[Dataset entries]
--------------------------------

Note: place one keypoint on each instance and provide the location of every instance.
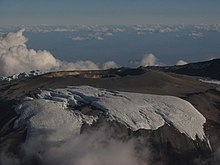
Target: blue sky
(108, 12)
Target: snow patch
(136, 111)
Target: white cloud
(181, 62)
(149, 60)
(15, 58)
(94, 147)
(110, 65)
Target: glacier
(56, 112)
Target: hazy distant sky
(108, 12)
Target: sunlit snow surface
(57, 109)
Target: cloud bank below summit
(15, 58)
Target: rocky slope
(165, 145)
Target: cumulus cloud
(94, 147)
(15, 58)
(109, 65)
(181, 62)
(149, 60)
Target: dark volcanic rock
(167, 145)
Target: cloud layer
(181, 62)
(94, 147)
(15, 57)
(149, 60)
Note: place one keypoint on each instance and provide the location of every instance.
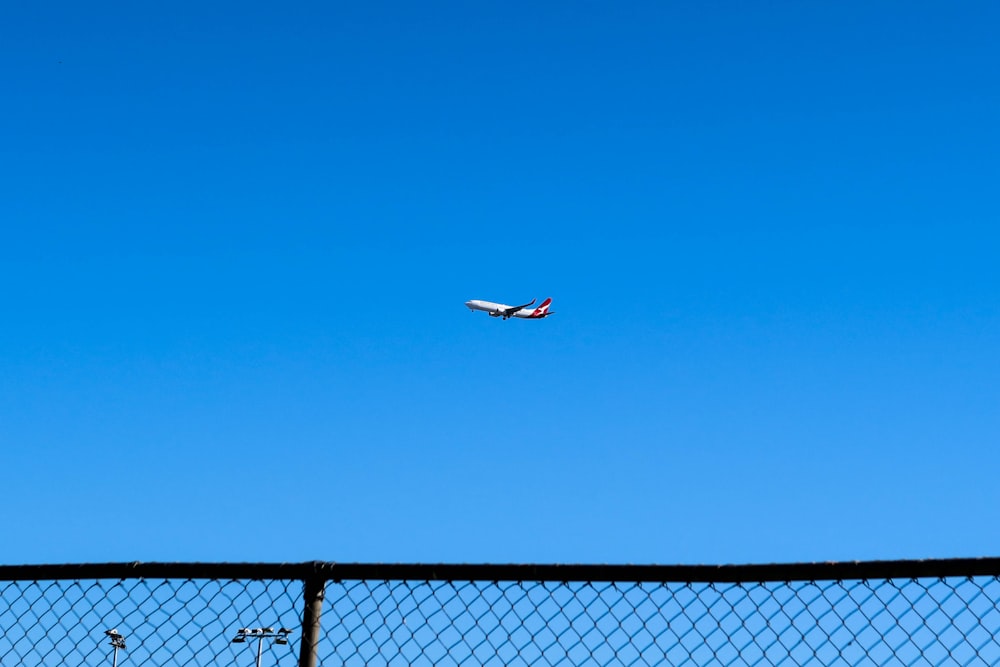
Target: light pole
(260, 634)
(118, 642)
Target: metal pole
(315, 588)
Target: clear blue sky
(237, 238)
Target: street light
(118, 642)
(260, 634)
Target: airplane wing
(508, 312)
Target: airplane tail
(543, 309)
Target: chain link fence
(901, 613)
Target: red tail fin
(543, 309)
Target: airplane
(524, 311)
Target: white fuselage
(496, 309)
(499, 309)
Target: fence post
(315, 588)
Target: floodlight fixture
(117, 643)
(260, 634)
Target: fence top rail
(331, 571)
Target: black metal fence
(943, 612)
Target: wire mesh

--------------------------------

Only these lines should appear in the reply: the one containing "Target: metal pole", the last line of the data, and all lines between them, each copied exactly.

Target: metal pole
(315, 588)
Target: clear blue sky
(237, 238)
Target: street light
(118, 642)
(260, 634)
Target: airplane wing
(508, 312)
Target: airplane tail
(543, 309)
Target: chain link fence
(901, 613)
Target: red tail fin
(543, 309)
Target: airplane
(524, 311)
Target: white fuselage
(496, 309)
(499, 309)
Target: fence post
(315, 588)
Target: floodlight fixture
(117, 643)
(260, 634)
Target: fence top rail
(331, 571)
Target: black metal fence
(943, 612)
Target: wire mesh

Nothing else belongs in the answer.